TASK GOAL ::
Rewrite all the entries below as a numbered list, one line per number, with blank lines dropped and the pictures left out.

───

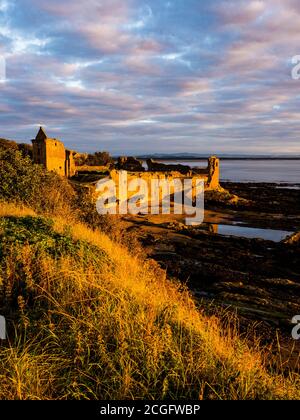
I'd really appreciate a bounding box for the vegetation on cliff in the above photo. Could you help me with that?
[0,148,300,399]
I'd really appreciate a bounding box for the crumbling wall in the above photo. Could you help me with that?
[146,159,192,175]
[45,139,66,176]
[116,156,145,172]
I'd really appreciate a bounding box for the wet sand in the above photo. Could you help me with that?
[124,183,300,368]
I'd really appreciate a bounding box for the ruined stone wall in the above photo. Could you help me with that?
[45,139,66,176]
[110,170,208,205]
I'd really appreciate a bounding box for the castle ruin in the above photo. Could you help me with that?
[32,127,75,178]
[32,127,220,190]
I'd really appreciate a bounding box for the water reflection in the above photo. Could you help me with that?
[208,224,293,242]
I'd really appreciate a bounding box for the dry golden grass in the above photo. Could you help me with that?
[0,201,36,217]
[0,205,300,399]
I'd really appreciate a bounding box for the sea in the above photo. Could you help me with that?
[148,159,300,184]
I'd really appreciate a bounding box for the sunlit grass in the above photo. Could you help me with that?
[0,204,300,399]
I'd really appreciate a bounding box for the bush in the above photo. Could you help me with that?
[0,149,75,215]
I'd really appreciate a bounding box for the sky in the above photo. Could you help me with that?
[0,0,300,155]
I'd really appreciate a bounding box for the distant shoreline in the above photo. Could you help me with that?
[137,155,300,161]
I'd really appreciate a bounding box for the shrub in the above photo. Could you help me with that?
[0,149,75,214]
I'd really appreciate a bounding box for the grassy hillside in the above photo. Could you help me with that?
[0,148,300,399]
[0,204,300,399]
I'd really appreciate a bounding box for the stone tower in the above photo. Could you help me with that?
[32,127,75,178]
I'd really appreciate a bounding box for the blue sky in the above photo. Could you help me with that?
[0,0,300,154]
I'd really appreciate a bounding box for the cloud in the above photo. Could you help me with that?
[0,0,300,153]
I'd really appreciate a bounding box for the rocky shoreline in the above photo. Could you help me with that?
[122,182,300,368]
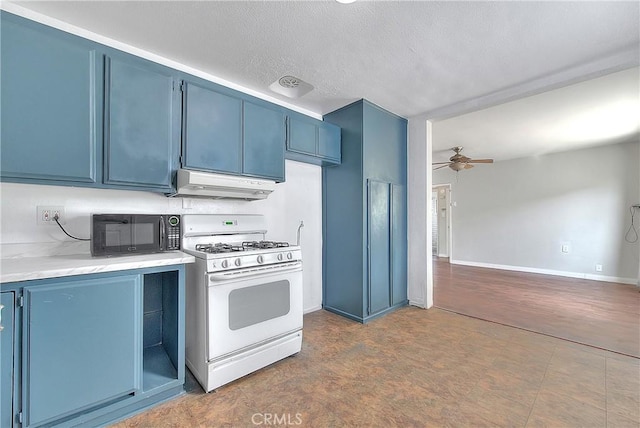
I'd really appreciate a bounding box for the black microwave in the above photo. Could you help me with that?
[91,214,180,256]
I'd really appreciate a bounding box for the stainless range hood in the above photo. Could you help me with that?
[171,169,276,201]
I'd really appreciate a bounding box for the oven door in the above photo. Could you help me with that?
[207,262,303,361]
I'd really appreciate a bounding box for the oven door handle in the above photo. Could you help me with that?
[209,261,302,282]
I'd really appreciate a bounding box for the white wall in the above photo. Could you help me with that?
[433,141,640,284]
[407,117,433,308]
[0,161,322,312]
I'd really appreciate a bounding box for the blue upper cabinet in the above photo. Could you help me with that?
[182,80,285,181]
[182,82,242,173]
[242,101,285,182]
[0,292,15,428]
[0,12,103,185]
[286,113,341,166]
[104,54,180,192]
[287,116,318,156]
[317,122,342,165]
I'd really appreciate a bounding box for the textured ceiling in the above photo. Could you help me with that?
[432,68,640,162]
[12,0,640,117]
[3,0,640,160]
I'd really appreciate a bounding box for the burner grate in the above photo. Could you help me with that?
[242,241,289,250]
[196,243,245,254]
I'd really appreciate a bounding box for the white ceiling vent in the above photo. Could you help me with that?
[269,76,313,98]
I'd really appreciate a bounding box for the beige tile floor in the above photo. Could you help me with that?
[117,307,640,428]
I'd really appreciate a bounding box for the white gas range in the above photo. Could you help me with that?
[182,214,303,392]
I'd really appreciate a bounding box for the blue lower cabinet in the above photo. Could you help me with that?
[104,55,181,192]
[0,265,185,428]
[242,101,285,182]
[0,11,103,185]
[23,275,142,426]
[0,292,15,427]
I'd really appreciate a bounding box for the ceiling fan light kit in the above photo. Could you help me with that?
[433,146,493,172]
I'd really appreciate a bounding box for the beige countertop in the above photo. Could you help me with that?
[0,251,195,283]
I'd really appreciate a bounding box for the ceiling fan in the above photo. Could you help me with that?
[433,147,493,172]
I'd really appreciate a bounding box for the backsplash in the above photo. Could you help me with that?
[0,160,322,310]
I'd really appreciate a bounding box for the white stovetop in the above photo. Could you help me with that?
[0,251,195,283]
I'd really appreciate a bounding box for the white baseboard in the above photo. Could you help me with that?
[449,260,638,285]
[302,305,322,314]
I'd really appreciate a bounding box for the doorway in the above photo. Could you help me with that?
[431,184,452,259]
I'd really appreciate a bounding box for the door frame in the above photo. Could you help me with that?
[431,183,455,261]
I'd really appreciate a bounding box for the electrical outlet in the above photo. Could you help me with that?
[36,205,66,226]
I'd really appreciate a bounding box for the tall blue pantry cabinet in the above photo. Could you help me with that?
[322,100,407,322]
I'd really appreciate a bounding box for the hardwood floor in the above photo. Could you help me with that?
[116,307,640,428]
[433,258,640,358]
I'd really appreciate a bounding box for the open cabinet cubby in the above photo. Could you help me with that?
[142,271,184,392]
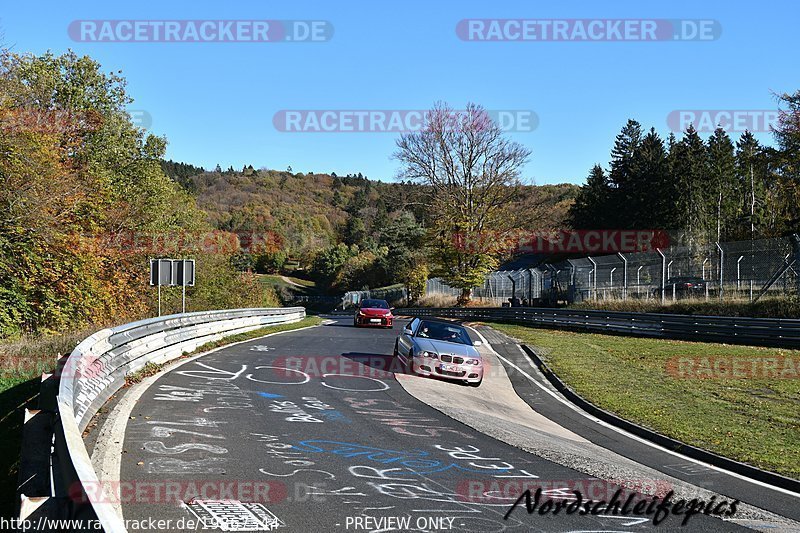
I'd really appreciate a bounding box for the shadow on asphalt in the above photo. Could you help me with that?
[342,352,476,387]
[342,352,411,377]
[0,378,41,518]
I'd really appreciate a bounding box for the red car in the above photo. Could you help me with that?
[353,300,394,328]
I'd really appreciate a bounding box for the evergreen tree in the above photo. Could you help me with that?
[627,128,676,229]
[672,125,708,246]
[608,119,642,228]
[736,131,766,239]
[569,165,613,229]
[708,128,740,242]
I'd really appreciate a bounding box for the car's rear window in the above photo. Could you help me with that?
[361,300,389,309]
[417,322,472,344]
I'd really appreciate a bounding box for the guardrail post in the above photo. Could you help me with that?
[656,248,667,305]
[714,242,725,300]
[736,255,744,291]
[586,257,597,300]
[617,252,628,300]
[791,233,800,295]
[636,265,644,296]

───

CORRECT RESPONSE ::
1. I'd really appreciate a bounding box for the vegetation on cliff in the above photo. Could you help me with that?
2. [0,148,300,399]
3. I'd really appreciate a bounding box for the crumbling wall in the above photo. Could you help me with that?
4. [146,159,192,175]
5. [45,139,66,176]
6. [116,156,145,172]
7. I'd really appreciate a bounding box for the wet sand in the above photo. Could you help me with that?
8. [124,183,300,368]
9. I'd really appreciate a bounding box for the ruined stone wall in the above photo. Could you help me with that?
10. [45,139,66,176]
11. [110,170,208,205]
12. I'd really appreciate a bounding box for the castle ruin in the above photo. Could you help me with that?
13. [32,127,75,178]
14. [32,127,220,190]
15. I'd really appreciate a bounding box for the water reflection in the above photo. Could you help me with that?
16. [208,224,293,242]
17. I'd really appreciate a bounding box for the dry golden grass in the above photo. Could you help me with that?
18. [0,201,36,217]
19. [0,205,300,399]
20. I'd really appreciate a bounding box for the sea in the above photo. Could you help me with that?
21. [148,159,300,184]
22. I'd really appreciate a bounding box for the sunlit grass in the above photo. Could you help me with that?
23. [0,204,300,399]
24. I'd really appreciate a bounding box for the bush in the above photo. Could you help me with that?
25. [0,149,75,215]
26. I'd really appreciate a bounding box for the sky in the above photo. Could you help me with that?
27. [0,0,300,155]
28. I'd really appreciate a bounding box for the distant shoreline in the above photo. Could you help me with that?
29. [137,155,300,161]
30. I'd really appreciate a bounding box for the shrub in the above photo. Could you help me with that?
31. [0,149,75,214]
32. I'd really appreciate a bounding box for the grassy hillside in the above photo. Could you help me with that?
33. [0,148,300,399]
34. [0,204,300,399]
35. I'd really appreciate a bounding box for the stone tower in the above photo. Could you help me with that?
36. [32,127,75,178]
37. I'd really appreciate a bounding box for the blue sky in the above photo. Could you help me with that?
38. [0,0,300,154]
39. I'd really appreciate a bounding box for the cloud in the above photo. Could you help me with that?
40. [0,0,300,153]
41. I'd really appreciate a bounding box for the rocky shoreline in the above photo. Could you help me with that?
42. [122,182,300,368]
43. I'd really appreciate a bounding box for the black microwave in the above photo. Could you help me with that?
44. [91,214,180,256]
45. I'd really appreciate a bounding box for the stainless range hood in the above photo. Could you help me with that?
46. [171,169,276,201]
47. I'd really appreciate a bounding box for the oven door in the above photo. Could you help me with that?
48. [207,262,303,361]
49. I'd really appreciate a bounding box for the oven door handle in the above photo. Could you help me with that?
50. [209,261,302,282]
51. I'd really appreciate a bounding box for the white wall in the above photo. Could you help me with that?
52. [433,141,640,284]
53. [407,117,433,308]
54. [0,161,322,312]
55. I'd really appreciate a bounding box for the blue upper cabinet in the above photo. Could you help me with that?
56. [182,80,285,181]
57. [182,82,242,173]
58. [242,101,285,182]
59. [0,292,15,428]
60. [0,12,103,185]
61. [286,113,341,166]
62. [104,54,180,192]
63. [287,116,318,156]
64. [317,122,342,165]
65. I'd really appreciate a bounding box for the textured ceiling in the above photo. Could you help me with that?
66. [432,68,640,162]
67. [12,0,640,117]
68. [3,0,640,160]
69. I'd really appreciate a bounding box for the burner grate in the above photo. Could you help me with that?
70. [242,241,289,250]
71. [196,243,245,254]
72. I'd really appreciate a bounding box for the white ceiling vent in the above photo. Could you help me with that?
73. [269,76,313,98]
74. I'd really appreciate a bounding box for the beige tile floor in the above photo. Could you help me with that?
75. [117,307,640,428]
76. I'd really appreciate a bounding box for the white gas range in the above photo. Could you help me with that?
77. [182,214,303,392]
78. I'd really appreciate a bounding box for the blue lower cabinet in the above photo. Could you help me with that?
79. [104,55,181,192]
80. [0,265,185,428]
81. [242,101,285,182]
82. [0,11,103,185]
83. [23,275,142,426]
84. [0,292,15,427]
85. I'd really appreciate a bounding box for the ceiling fan light kit in the above photo. Could you help me with that?
86. [433,146,493,172]
87. I'd really appreciate a bounding box for the beige countertop in the above photo. Could you help me with that?
88. [0,251,195,283]
89. I'd really appreciate a bounding box for the ceiling fan in the above photo. Could you help me with that?
90. [433,147,493,172]
91. I'd really appreciate a bounding box for the backsplash in the above photo. Could you help me with that?
92. [0,160,322,310]
93. I'd really appreciate a bounding box for the white stovetop in the above photo. Could you help me with that?
94. [0,251,195,283]
95. I'd really appreciate a bounding box for the white baseboard in the above photo. Could you help me with that?
96. [449,260,638,285]
97. [302,305,322,314]
98. I'd really appreciate a bounding box for the doorway in the above photo. Could you help me with that?
99. [431,184,452,259]
100. I'd really appreciate a bounding box for the door frame in the above photo. Could you help me with that?
101. [431,183,455,261]
102. I'd really appreciate a bounding box for the electrical outlet in the above photo. Could you help me with that?
103. [36,205,66,226]
104. I'd really appreciate a bounding box for the tall blue pantry cabinet in the above photo. Could you help me with that?
105. [322,100,407,322]
106. I'd really appreciate a bounding box for the hardwood floor in the above photo. Could you help me with that?
107. [116,307,640,428]
108. [433,258,640,358]
109. I'd really appreciate a bounding box for the open cabinet cubby in the above photo. Could you help me with that?
110. [142,271,184,392]
111. I'd really appreciate a bounding box for the shadow on asphalt in the above photo. Could you help me with that?
112. [342,352,476,387]
113. [342,352,411,377]
114. [0,378,41,518]
115. I'd really appreciate a bounding box for the red car in the above photo. Could you help me with that?
116. [353,300,394,328]
117. I'd really appreciate a bounding box for the evergreen tree in the above photo. Could you help me with that?
118. [627,128,676,229]
119. [672,125,708,246]
120. [608,119,642,228]
121. [736,131,766,239]
122. [569,165,613,229]
123. [708,128,740,242]
124. I'd really appreciate a bounding box for the car's rear window in the above photo. Could you help me with that?
125. [361,300,389,309]
126. [417,322,472,344]
127. I'd really appreciate a bounding box for the guardrail post in the above photo. Could you help me with that?
128. [656,248,667,305]
129. [714,242,725,300]
130. [736,255,744,291]
131. [586,257,597,300]
132. [617,252,628,300]
133. [791,233,800,295]
134. [636,265,644,296]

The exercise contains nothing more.